## START Data extract

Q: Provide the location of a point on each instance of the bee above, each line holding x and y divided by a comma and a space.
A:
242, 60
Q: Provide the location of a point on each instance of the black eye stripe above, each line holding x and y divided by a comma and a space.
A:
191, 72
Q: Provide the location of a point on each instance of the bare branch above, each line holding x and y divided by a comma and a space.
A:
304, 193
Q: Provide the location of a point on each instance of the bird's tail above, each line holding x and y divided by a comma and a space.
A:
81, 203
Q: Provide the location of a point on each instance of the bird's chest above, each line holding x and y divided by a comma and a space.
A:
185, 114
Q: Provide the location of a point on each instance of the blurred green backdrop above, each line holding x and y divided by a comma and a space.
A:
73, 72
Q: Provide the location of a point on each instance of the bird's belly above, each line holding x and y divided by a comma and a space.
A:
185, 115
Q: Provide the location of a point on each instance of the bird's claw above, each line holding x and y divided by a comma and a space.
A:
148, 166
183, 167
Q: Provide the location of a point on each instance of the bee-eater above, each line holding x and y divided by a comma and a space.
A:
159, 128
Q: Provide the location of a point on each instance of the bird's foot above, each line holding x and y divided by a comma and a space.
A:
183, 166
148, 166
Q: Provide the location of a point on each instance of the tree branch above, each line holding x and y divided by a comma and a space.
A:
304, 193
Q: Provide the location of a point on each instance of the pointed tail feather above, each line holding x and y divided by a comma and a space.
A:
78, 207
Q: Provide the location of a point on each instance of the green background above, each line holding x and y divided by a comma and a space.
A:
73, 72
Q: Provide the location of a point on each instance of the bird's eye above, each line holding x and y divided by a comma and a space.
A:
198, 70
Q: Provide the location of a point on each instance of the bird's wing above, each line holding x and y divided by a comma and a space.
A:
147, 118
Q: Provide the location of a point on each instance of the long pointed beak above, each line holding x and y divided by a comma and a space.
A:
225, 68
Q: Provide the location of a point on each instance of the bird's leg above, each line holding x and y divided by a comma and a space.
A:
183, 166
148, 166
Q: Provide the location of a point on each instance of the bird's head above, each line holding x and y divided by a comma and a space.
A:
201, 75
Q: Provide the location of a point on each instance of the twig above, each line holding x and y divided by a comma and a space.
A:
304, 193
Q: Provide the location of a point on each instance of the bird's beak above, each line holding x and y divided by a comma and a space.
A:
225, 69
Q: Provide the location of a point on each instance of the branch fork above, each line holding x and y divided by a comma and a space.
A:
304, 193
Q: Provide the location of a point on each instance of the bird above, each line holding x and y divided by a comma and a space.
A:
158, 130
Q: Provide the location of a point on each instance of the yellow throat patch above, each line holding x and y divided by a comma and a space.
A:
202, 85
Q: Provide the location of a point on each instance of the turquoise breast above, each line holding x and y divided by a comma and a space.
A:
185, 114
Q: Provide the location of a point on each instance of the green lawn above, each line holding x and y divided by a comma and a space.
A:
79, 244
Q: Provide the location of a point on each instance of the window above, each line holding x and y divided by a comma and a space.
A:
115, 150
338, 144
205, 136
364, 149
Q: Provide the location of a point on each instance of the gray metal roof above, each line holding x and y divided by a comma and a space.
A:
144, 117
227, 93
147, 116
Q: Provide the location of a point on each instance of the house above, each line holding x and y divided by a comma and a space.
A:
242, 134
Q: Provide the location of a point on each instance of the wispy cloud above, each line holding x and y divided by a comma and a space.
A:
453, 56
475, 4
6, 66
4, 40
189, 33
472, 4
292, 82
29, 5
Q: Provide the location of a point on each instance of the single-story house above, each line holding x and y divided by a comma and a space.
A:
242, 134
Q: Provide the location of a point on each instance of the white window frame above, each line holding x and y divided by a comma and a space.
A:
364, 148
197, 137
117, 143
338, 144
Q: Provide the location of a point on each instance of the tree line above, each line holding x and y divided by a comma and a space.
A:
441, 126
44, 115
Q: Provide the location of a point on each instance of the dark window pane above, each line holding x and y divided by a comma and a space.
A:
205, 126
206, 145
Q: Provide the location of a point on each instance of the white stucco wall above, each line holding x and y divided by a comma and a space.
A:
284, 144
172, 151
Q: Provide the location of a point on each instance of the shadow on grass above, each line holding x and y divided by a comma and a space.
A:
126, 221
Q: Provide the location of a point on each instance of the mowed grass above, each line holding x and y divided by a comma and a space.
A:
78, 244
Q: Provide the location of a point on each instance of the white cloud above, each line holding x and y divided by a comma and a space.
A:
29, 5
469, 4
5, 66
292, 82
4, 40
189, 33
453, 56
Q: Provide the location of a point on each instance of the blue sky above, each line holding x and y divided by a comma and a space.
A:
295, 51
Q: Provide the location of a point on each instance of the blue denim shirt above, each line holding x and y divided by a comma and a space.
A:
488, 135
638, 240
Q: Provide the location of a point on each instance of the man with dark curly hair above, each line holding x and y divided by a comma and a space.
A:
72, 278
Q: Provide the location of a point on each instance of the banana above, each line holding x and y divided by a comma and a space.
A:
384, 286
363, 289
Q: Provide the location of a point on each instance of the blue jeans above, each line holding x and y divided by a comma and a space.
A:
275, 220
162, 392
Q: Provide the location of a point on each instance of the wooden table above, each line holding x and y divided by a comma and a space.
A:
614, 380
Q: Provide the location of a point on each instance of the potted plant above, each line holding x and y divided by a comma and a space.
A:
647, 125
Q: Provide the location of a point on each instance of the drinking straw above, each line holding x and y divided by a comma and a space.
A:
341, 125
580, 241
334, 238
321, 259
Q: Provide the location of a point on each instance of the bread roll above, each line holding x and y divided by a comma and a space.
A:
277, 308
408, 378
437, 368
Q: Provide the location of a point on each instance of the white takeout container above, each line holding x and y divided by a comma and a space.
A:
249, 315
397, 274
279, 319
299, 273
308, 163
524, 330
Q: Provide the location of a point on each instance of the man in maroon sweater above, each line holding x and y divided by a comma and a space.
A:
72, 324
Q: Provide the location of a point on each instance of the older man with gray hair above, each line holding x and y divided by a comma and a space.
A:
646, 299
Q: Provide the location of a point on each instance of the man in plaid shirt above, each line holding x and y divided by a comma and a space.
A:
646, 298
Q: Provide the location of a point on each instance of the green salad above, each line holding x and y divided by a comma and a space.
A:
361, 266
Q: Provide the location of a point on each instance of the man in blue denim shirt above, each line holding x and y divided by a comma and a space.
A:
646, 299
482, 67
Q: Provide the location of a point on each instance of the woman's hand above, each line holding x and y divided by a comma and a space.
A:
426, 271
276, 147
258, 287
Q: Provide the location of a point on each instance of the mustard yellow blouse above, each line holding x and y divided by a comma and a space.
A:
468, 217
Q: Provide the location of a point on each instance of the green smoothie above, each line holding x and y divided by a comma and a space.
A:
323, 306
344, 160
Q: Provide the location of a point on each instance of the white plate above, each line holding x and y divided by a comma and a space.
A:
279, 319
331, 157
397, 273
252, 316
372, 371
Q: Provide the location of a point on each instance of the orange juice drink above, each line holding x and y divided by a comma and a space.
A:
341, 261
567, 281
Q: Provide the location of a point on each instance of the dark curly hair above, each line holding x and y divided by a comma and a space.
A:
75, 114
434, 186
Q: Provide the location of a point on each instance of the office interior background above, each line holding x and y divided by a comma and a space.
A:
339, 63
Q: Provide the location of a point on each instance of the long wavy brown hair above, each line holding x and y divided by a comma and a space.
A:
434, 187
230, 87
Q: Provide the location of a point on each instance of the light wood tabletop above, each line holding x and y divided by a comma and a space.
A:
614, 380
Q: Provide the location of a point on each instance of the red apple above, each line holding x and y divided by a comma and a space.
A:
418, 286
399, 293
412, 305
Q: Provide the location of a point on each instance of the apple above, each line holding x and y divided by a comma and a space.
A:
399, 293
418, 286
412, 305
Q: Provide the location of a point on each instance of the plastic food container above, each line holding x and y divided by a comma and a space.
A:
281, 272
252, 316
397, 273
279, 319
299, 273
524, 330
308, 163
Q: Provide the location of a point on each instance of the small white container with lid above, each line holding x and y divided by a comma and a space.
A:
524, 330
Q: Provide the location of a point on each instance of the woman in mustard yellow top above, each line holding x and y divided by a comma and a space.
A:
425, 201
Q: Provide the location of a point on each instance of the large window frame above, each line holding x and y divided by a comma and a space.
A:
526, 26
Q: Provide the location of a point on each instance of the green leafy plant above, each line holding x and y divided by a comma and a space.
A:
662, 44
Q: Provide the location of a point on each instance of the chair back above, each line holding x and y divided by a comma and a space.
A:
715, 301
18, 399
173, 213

## END Data extract

Given request:
Only the lines from the one containing "of the plastic" to the end of the records should be repeated, exactly as they appear.

Output of the task:
Q: Provide the location of a point on each instance of the plastic food container above, each line holding x and y divided by a comma and a space.
A:
281, 272
252, 316
397, 273
279, 319
299, 273
524, 330
308, 163
Q: Provide the location of a point on each instance of the small white container with lid above, each line holding x and y divided by a comma and a space.
A:
524, 330
Q: Provide the location of a point on each instance of the woman in mustard yellow top above, each line holding x and y divided by a comma and a space.
A:
425, 201
Q: Provide the location of a point on each instance of the large window frame above, each line holding x and y divided by a comma and a space.
A:
526, 26
Q: Provide the location of a point on each instance of the green leafy plant above, each line holding x and y divided by a comma and a space.
A:
662, 44
Q: Provide the location of a point on each instance of the chair back above, each line holding x and y divided by a comma and a space.
A:
715, 301
18, 399
173, 213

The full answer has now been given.